-- GIVEN DATA follows --

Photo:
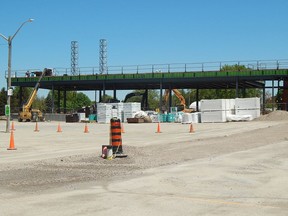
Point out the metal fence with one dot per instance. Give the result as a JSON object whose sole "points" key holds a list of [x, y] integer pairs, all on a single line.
{"points": [[165, 68]]}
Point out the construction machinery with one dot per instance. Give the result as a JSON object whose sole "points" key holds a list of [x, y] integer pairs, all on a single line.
{"points": [[27, 113], [182, 106]]}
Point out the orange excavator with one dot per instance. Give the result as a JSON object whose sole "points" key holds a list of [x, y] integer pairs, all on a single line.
{"points": [[182, 106], [27, 113]]}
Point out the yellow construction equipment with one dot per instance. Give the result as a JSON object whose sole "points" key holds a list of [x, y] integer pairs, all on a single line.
{"points": [[27, 113], [181, 98]]}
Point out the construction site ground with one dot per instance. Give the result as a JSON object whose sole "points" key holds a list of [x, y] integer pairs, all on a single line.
{"points": [[235, 168]]}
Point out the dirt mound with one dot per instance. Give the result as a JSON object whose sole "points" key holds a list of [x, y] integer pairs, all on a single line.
{"points": [[274, 116]]}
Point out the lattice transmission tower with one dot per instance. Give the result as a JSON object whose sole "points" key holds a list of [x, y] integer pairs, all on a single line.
{"points": [[74, 57], [103, 69]]}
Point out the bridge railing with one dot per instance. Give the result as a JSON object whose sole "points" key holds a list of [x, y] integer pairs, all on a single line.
{"points": [[163, 68]]}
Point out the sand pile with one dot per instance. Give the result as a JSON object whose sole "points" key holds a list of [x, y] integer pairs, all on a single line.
{"points": [[274, 116]]}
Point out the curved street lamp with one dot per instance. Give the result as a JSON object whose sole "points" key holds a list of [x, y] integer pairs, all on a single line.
{"points": [[9, 40]]}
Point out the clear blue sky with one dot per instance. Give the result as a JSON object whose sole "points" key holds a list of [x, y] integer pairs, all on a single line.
{"points": [[142, 31]]}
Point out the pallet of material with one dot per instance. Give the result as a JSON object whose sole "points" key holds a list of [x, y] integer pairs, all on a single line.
{"points": [[135, 120]]}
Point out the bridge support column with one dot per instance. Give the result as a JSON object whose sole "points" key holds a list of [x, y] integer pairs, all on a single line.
{"points": [[197, 100], [263, 100], [273, 97], [237, 88], [20, 96], [65, 100], [100, 96], [161, 97], [58, 102], [285, 95], [52, 98], [170, 98], [114, 94]]}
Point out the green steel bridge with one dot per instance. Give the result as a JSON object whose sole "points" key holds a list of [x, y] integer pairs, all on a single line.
{"points": [[208, 75]]}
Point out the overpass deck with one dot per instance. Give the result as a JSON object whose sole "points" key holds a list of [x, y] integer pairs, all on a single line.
{"points": [[180, 76]]}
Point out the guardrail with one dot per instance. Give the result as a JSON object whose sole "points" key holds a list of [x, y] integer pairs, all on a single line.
{"points": [[166, 68]]}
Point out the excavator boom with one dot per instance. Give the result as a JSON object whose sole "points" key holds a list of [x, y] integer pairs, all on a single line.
{"points": [[27, 113]]}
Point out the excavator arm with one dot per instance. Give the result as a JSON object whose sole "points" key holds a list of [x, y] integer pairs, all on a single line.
{"points": [[32, 97], [27, 113]]}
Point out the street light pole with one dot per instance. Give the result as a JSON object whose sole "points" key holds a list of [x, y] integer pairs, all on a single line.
{"points": [[9, 40]]}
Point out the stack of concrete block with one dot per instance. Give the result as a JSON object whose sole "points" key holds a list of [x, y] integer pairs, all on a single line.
{"points": [[104, 113], [219, 110], [117, 110], [216, 110], [130, 109], [247, 106]]}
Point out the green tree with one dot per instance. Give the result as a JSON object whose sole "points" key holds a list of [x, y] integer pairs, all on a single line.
{"points": [[3, 101]]}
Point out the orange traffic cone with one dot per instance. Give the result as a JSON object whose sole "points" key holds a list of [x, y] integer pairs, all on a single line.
{"points": [[122, 128], [12, 126], [158, 128], [59, 129], [11, 147], [86, 129], [36, 127], [191, 128]]}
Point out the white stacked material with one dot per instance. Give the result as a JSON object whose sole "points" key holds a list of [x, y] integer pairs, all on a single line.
{"points": [[104, 113], [81, 116], [248, 106], [154, 118], [178, 117], [216, 110], [130, 109], [117, 110], [239, 117], [196, 117], [186, 118]]}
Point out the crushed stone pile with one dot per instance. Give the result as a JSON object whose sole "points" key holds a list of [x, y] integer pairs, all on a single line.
{"points": [[278, 115]]}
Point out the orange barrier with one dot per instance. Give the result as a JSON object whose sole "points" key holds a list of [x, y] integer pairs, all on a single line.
{"points": [[12, 126], [115, 136], [86, 129], [191, 130], [59, 129], [122, 128], [12, 146], [158, 128], [36, 127]]}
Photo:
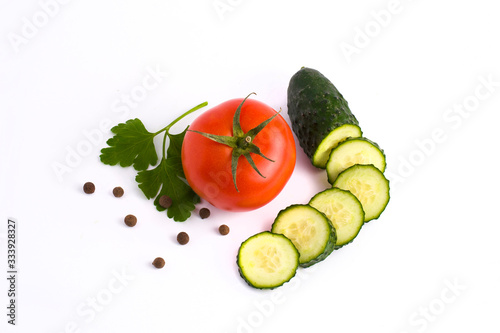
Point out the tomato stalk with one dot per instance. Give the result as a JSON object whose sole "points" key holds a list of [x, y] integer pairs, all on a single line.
{"points": [[240, 142]]}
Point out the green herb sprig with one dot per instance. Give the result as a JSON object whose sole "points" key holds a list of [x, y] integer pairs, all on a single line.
{"points": [[133, 145]]}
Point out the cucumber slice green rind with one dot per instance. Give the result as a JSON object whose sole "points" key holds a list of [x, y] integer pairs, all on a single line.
{"points": [[267, 260], [316, 108], [354, 151], [331, 141], [369, 185], [344, 211], [310, 231]]}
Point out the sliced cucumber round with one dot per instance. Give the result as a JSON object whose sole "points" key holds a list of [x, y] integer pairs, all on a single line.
{"points": [[309, 230], [354, 151], [344, 211], [267, 260], [331, 141], [369, 185]]}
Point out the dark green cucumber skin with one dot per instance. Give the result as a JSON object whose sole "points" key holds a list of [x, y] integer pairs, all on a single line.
{"points": [[250, 283], [330, 245], [362, 138], [315, 108]]}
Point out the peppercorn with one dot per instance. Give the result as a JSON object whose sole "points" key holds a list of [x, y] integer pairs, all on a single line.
{"points": [[224, 229], [204, 213], [182, 238], [118, 192], [159, 262], [165, 201], [130, 220], [89, 187]]}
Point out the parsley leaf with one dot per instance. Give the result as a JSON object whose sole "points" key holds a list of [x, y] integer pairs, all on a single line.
{"points": [[168, 179], [132, 144]]}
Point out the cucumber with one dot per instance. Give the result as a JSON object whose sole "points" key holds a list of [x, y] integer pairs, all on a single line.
{"points": [[309, 230], [344, 211], [369, 185], [354, 151], [267, 260], [319, 115]]}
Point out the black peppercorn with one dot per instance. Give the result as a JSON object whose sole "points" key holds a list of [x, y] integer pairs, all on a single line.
{"points": [[89, 187], [130, 220], [159, 262], [204, 213], [118, 192], [182, 238]]}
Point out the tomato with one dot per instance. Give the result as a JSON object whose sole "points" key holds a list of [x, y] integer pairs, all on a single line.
{"points": [[207, 163]]}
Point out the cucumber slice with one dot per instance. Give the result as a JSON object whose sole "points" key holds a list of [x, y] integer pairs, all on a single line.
{"points": [[309, 230], [344, 210], [354, 151], [331, 141], [369, 185], [267, 260]]}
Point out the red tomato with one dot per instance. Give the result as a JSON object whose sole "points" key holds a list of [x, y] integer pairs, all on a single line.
{"points": [[207, 164]]}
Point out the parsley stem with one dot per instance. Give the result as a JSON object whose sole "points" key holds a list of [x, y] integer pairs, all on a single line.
{"points": [[167, 128]]}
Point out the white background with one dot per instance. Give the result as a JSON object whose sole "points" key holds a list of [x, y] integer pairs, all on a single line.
{"points": [[428, 264]]}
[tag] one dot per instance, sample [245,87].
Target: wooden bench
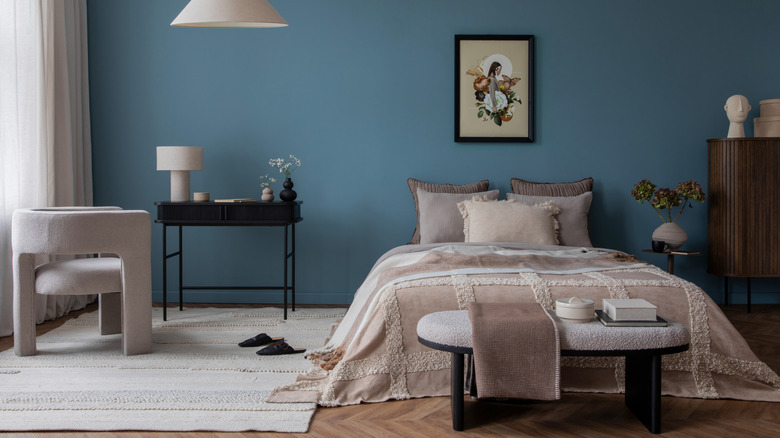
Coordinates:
[642,347]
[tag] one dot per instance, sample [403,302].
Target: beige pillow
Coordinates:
[575,188]
[414,184]
[509,221]
[440,219]
[573,218]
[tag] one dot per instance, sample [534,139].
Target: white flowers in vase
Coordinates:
[286,167]
[266,181]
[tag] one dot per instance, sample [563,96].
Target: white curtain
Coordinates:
[45,145]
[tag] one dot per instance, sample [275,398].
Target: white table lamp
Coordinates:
[229,13]
[180,160]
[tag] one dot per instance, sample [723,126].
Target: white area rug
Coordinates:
[196,378]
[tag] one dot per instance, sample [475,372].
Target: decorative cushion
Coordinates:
[573,218]
[575,188]
[414,184]
[440,219]
[79,277]
[509,221]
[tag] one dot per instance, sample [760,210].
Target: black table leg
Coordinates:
[165,274]
[643,389]
[293,266]
[285,272]
[181,273]
[456,394]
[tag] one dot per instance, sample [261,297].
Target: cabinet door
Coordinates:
[744,207]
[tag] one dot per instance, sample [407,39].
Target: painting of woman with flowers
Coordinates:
[494,88]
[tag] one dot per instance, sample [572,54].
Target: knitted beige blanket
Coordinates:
[516,351]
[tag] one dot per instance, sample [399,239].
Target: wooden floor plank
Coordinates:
[575,415]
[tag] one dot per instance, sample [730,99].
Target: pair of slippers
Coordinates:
[277,345]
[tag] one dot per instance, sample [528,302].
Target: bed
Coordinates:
[374,355]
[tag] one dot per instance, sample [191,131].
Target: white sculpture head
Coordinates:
[737,108]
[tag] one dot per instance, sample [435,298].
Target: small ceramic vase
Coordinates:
[268,195]
[672,234]
[288,194]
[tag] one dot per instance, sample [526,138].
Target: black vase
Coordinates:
[288,194]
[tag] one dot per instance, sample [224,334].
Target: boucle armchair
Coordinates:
[121,275]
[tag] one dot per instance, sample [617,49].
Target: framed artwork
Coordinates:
[494,88]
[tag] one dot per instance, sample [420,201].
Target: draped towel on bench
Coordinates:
[516,351]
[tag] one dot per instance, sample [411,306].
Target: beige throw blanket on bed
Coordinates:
[374,354]
[516,351]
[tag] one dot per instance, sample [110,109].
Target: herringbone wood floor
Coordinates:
[575,415]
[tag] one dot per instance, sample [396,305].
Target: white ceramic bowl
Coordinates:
[575,309]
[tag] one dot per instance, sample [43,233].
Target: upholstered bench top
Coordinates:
[453,328]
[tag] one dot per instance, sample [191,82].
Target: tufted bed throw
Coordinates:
[374,354]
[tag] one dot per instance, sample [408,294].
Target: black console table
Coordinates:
[210,214]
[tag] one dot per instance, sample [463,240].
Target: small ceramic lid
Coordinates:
[574,303]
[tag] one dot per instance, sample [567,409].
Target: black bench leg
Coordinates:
[456,394]
[643,389]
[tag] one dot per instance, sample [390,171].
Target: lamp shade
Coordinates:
[179,158]
[229,13]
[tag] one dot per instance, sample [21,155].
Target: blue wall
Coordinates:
[362,92]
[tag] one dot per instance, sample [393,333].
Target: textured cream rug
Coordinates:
[196,378]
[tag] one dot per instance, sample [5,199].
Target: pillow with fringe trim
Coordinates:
[509,221]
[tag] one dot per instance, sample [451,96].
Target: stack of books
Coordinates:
[634,312]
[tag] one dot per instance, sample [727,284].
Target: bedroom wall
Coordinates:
[362,92]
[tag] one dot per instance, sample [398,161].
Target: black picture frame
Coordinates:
[488,118]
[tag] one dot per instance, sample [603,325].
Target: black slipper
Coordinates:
[278,348]
[259,340]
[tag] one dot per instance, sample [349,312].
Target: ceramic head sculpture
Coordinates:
[737,108]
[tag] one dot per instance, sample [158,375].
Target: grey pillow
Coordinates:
[509,221]
[440,219]
[572,219]
[523,187]
[414,184]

-- GIVEN DATA concluded --

**WHAT NEEDS TO BE DONE**:
Return only the count of lines in the records that hold the word "head".

**OUTPUT FOR THIS EXERCISE**:
2